§ Problems and tasks:
• a. Please write out the part of the Knox County excerpt between "As a rule, banking" and "reach $2,250,000 each year.", inclusive.
• b. Extend the Knox County excerpt beyond its final sentence.

§ Document excerpt:

The “Galesburg Labor News” is published every Saturday from the Plaindealer Printing Company’s office by H. C. Smalley, who started the paper September 14, 1895, in connection with J. A. Smith, whom Mr. Smalley bought out in 1898. It is a six column folio, devoted to the interests of organized labor and wage workers generally, and is endorsed by the Trades and Labor Assembly of Galesburg, of which it is the official organ.

“Liberty” was established in 1892. It was a six column quarto, published every Saturday by W. C. Holden. It was strictly independent in politics, but opposed to Catholicism. After a somewhat checkered career it ceased publication in 1897.


As a rule, banking in Knox County has been conducted on safe, conservative principles. The failures have been few, and the business has steadily grown, in extent and volume, as population and wealth increased. At present, the number of banks in the county is 19, located at 9 different points, 5 being established at Galesburg. Their aggregate paid up capital exceeds $1,100,000, while their surplus and undivided profits amount to more than $260,000. Their total annual deposits average about $1,750,000, and their loans reach $2,250,000 each year.

The history of the institutions throughout the country at large may be found under the caption of the city or town in which located. A brief account of the inception, growth and present condition of banking in the city of Galesburg is given below.

[Collection entries]
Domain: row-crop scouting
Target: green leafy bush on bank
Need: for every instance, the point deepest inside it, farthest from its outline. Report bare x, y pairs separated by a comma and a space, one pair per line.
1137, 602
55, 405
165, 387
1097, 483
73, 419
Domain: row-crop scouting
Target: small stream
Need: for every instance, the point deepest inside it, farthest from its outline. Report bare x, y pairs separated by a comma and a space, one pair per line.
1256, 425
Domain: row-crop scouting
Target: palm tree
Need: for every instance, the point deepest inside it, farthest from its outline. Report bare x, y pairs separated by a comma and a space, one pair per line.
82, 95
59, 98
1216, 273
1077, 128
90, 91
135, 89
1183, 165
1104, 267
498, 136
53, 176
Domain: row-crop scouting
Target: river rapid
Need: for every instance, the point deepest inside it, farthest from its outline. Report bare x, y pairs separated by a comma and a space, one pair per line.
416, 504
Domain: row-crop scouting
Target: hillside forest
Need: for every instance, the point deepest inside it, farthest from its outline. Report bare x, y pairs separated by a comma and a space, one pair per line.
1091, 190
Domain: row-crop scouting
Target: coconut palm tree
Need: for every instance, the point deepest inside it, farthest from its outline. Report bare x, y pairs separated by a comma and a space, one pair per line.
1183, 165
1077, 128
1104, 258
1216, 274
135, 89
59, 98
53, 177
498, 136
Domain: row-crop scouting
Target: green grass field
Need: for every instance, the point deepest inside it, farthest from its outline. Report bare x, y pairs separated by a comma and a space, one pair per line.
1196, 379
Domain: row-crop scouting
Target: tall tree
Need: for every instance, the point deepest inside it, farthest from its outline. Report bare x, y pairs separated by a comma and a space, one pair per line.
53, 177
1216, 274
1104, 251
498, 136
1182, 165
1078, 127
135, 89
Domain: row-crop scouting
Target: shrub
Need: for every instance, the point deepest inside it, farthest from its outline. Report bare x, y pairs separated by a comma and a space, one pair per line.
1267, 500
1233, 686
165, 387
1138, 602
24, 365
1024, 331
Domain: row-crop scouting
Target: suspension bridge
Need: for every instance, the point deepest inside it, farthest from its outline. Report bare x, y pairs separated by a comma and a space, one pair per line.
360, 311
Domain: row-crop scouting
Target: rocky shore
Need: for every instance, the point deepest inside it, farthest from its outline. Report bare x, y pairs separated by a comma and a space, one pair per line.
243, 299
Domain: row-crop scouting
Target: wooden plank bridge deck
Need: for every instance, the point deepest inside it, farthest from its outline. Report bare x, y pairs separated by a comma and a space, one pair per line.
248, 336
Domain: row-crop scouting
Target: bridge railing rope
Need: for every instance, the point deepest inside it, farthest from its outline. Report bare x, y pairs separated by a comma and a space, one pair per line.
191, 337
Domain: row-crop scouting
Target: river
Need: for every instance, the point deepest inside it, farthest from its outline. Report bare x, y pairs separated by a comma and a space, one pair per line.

§ Outputs for the tasks:
• a.
As a rule, banking in Knox County has been conducted on safe, conservative principles. The failures have been few, and the business has steadily grown, in extent and volume, as population and wealth increased. At present, the number of banks in the county is 19, located at 9 different points, 5 being established at Galesburg. Their aggregate paid up capital exceeds $1,100,000, while their surplus and undivided profits amount to more than $260,000. Their total annual deposits average about $1,750,000, and their loans reach $2,250,000 each year.

• b.
“Reed’s Banking House” was the earliest, having first opened its doors in July 1855, as a private bank. Its founders and sponsors were A. D. and Horatio Reed and E. L. Chapman. In 1857 a charter was obtained under State law and it became a bank of issue. It was successful, notwithstanding the financial panic of that year, its notes never falling below par. In 1860 Mr. Reed erected a new building at the northwest corner of Main and Cherry streets and the bank was moved into more spacious quarters. A few years later, Mr. Reed removed to Chicago, and its affairs were wound up.

In the same year in which Reed’s Banking House was founded, T. L. McCoy, who had shortly before opened a packing house at Galesburg, established a “wild cat” bank in connection with his business. It was called the Nemaha and was nominally located at Brownsville, Nebraska. It issued a large volume of currency, which found ready circulation, but in the early days of the war it fell together with scores of similar ventures.

The Knox County Savings Bank was the outgrowth of and successor to the business of Sidney Meyers and Company, a banking firm organized in 1861. Mr. Meyers soon removed to Chicago, and Josias Grant conducted the business under the new name until lack of funds compelled the closing of the doors. The shareholders lost heavily, but the depositors were paid in full.

The First National Bank was organized in January 1861, with C. H. Matthews, President; Frans Colton, Vice-President; and E. L. Chapman, Cashier. Its capital stock was originally $100,000, but was increased to $150,000. In 1866 the present bank building on the northeast corner of Main and Cherry streets was erected. This bank, largely through the efforts of Timothy Moshier and Francis Fuller, its President for many years, has built up a very large business. L. F. Wertman is now President, Fred Seacord Vice-President; and Lorin Stevens Cashier. Its surplus and undivided profits are $74,852; its deposits $350,000, and its loans $375,688.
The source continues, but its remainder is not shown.